- PROBLEM DESCRIPTION -
A faithful copy of the listing below is required.

- EXTRACTED DATA -
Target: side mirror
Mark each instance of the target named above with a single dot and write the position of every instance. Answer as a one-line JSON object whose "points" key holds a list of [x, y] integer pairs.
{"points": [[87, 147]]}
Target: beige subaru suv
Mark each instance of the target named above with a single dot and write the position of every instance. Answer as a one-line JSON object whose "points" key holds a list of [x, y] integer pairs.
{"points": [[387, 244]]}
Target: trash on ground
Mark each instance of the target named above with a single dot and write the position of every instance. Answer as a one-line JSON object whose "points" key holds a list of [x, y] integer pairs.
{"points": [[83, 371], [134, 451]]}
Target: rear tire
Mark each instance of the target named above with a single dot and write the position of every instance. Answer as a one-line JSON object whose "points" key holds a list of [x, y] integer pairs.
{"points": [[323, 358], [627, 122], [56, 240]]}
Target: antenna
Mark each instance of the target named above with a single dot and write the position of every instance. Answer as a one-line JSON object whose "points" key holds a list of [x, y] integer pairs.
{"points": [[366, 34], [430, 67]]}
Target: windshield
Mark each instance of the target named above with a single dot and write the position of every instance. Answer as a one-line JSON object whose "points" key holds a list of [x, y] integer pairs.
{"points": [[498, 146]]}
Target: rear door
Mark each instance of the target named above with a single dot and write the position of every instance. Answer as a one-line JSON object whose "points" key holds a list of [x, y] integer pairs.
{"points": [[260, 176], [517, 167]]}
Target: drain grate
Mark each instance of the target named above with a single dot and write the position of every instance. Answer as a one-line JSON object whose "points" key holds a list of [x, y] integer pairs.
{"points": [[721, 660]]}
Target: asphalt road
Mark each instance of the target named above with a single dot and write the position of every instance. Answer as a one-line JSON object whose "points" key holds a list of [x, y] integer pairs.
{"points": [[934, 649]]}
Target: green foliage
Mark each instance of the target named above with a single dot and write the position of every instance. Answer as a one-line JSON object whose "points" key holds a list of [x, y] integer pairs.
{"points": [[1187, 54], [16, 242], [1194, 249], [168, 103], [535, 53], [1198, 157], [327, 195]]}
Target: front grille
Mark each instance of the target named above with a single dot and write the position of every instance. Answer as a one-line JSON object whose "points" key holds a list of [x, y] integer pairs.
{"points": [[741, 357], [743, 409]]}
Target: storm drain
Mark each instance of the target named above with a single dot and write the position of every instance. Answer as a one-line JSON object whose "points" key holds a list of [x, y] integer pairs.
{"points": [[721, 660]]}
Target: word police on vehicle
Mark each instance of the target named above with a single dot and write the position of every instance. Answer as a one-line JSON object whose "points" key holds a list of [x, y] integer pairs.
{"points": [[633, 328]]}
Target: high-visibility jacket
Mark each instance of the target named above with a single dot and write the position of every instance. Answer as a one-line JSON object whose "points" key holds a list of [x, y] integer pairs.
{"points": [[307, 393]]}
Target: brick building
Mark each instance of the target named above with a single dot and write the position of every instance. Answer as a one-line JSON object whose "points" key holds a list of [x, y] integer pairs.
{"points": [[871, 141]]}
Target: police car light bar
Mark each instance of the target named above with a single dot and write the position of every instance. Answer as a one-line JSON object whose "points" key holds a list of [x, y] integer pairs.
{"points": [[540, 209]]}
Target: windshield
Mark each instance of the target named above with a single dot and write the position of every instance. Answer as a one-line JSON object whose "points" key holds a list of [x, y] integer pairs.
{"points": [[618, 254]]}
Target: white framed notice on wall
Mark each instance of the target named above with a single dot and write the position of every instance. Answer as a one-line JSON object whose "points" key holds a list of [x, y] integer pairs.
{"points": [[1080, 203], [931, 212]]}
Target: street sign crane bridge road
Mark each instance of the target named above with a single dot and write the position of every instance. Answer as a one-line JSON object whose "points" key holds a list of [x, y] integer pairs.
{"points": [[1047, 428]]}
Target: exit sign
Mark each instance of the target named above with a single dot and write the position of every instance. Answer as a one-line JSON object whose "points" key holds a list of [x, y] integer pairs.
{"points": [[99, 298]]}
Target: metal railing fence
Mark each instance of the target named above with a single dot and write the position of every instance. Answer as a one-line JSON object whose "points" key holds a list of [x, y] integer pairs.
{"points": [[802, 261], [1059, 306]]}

- RESPONSE BOX -
Target: side mirror
Mark each instance of the target named above with a single dot and write the position of every instance. Answer as a one-line JSON object whose "points" key holds a list of [x, y] integer pairs.
{"points": [[87, 147]]}
Target: beige subaru suv
Mark each instance of the target named above with a single dot and write the position of every instance. Answer as a one-line JSON object whose "points" key holds a list of [x, y] integer pairs.
{"points": [[387, 244]]}
Target: trash on ground
Mark each instance of the target named above with a single dot and write the position of every instance. Answer as a one-line JSON object whose "points" key holds a list of [x, y] integer pairs.
{"points": [[83, 371], [134, 451]]}
Target: rear tire
Mark each instance of the target named above with a single dot and write the position of every instance. Answer as a one-line JSON object whose "points" key holds a list of [x, y] integer pairs.
{"points": [[323, 358], [627, 122], [56, 240]]}
Target: antenna
Mark each instance of the target named above with a single dot and write the position of every instance. Answer as a one-line JSON object whose "points" key holds a list of [x, y] integer pairs.
{"points": [[366, 34], [430, 67]]}
Target: windshield
Mark each instance of the target named above with a single dot and write the position of every instance. Answer as a one-line JSON object whose "points" key holds a list of [x, y] integer pairs.
{"points": [[498, 146]]}
Target: rear door
Mark each instance of the target named above with a single dot and write the position of every instance. Answer as a one-line JSON object whose "points" key holds a list of [x, y] integer pairs.
{"points": [[260, 176], [517, 167]]}
Target: drain grate
Mark each instance of the target named above with a single dot and write the position of every instance. Answer as a one-line JSON object whose "points" key holds a list of [x, y] integer pairs.
{"points": [[721, 660]]}
Target: asphalt road
Mark each instance of the target named above with a single dot and write the position of every instance. Answer as a one-line JSON object whose "points" key holds a list of [x, y] integer pairs.
{"points": [[934, 649]]}
Target: green foliage
Mark each instance of the target named above with a single dot and write the position of every instance. Answer as a one-line JSON object whose "points" key holds a list of [x, y] integer pairs.
{"points": [[1187, 54], [16, 242], [1194, 249], [168, 103], [535, 53], [1198, 157], [327, 195]]}
Target: front grille
Mark each instance of the target named above with a single dot and write the position of every instance. Answer as a one-line JSON object whose "points" key holds a list of [x, y] integer pairs.
{"points": [[741, 357], [743, 409]]}
Target: storm drain
Mark each instance of the target named above with a single dot and write the position of every instance. Answer as a one-line JSON object whose "points" key holds a list of [x, y] integer pairs.
{"points": [[721, 660]]}
Target: word police on vehicle
Mark each instance of the target named above with a single dot and write the position of every instance. Answer as a one-line JSON object whose "points" key holds a list of [x, y] integer pairs.
{"points": [[633, 328]]}
Target: high-visibility jacket
Mark each instance of the target named above with a single dot and write the position of every instance. Answer as a one-line JSON object whose "points" key holds a list of [x, y] integer pairs.
{"points": [[307, 393]]}
Target: brick building
Mark each instance of the target named above with a single dot and write the position of every instance. Answer as a one-line JSON object whose "points" key holds a list of [x, y] integer pairs.
{"points": [[871, 141]]}
Target: police car light bar
Mark each instance of the target named above with a single dot and write the position of every instance. Answer as a one-line JSON object whose "points" key holds a list of [x, y] integer pairs.
{"points": [[540, 209]]}
Target: windshield
Mark each instance of the target named above with a single dot and write the position of every instance. Answer as a one-line JSON object whose "points" key holds a list of [x, y] integer pairs.
{"points": [[618, 254]]}
Target: white framed notice on wall
Mark each instance of the target named above with a single dot and write the position of every instance. Answer as a one-line JSON object whose "points" key holds a list of [x, y] integer pairs.
{"points": [[1080, 203], [931, 212]]}
Target: street sign crane bridge road
Mark each instance of the target named above with a single dot and write the position of every instance. Answer as a one-line JSON object whose "points" key holds a list of [x, y] integer pairs.
{"points": [[1047, 428]]}
Target: exit sign
Mark each instance of the target named above with a single dot and write the position of every instance. Answer as a one-line JSON object whose "points" key holds a list of [x, y] integer pairs.
{"points": [[99, 298]]}
Target: metal railing fence
Mark each instance of the target named above with a single dot and write the position of every instance. Answer as a one-line JSON object whose "points" key holds a list of [x, y] integer pairs.
{"points": [[802, 261], [1059, 306]]}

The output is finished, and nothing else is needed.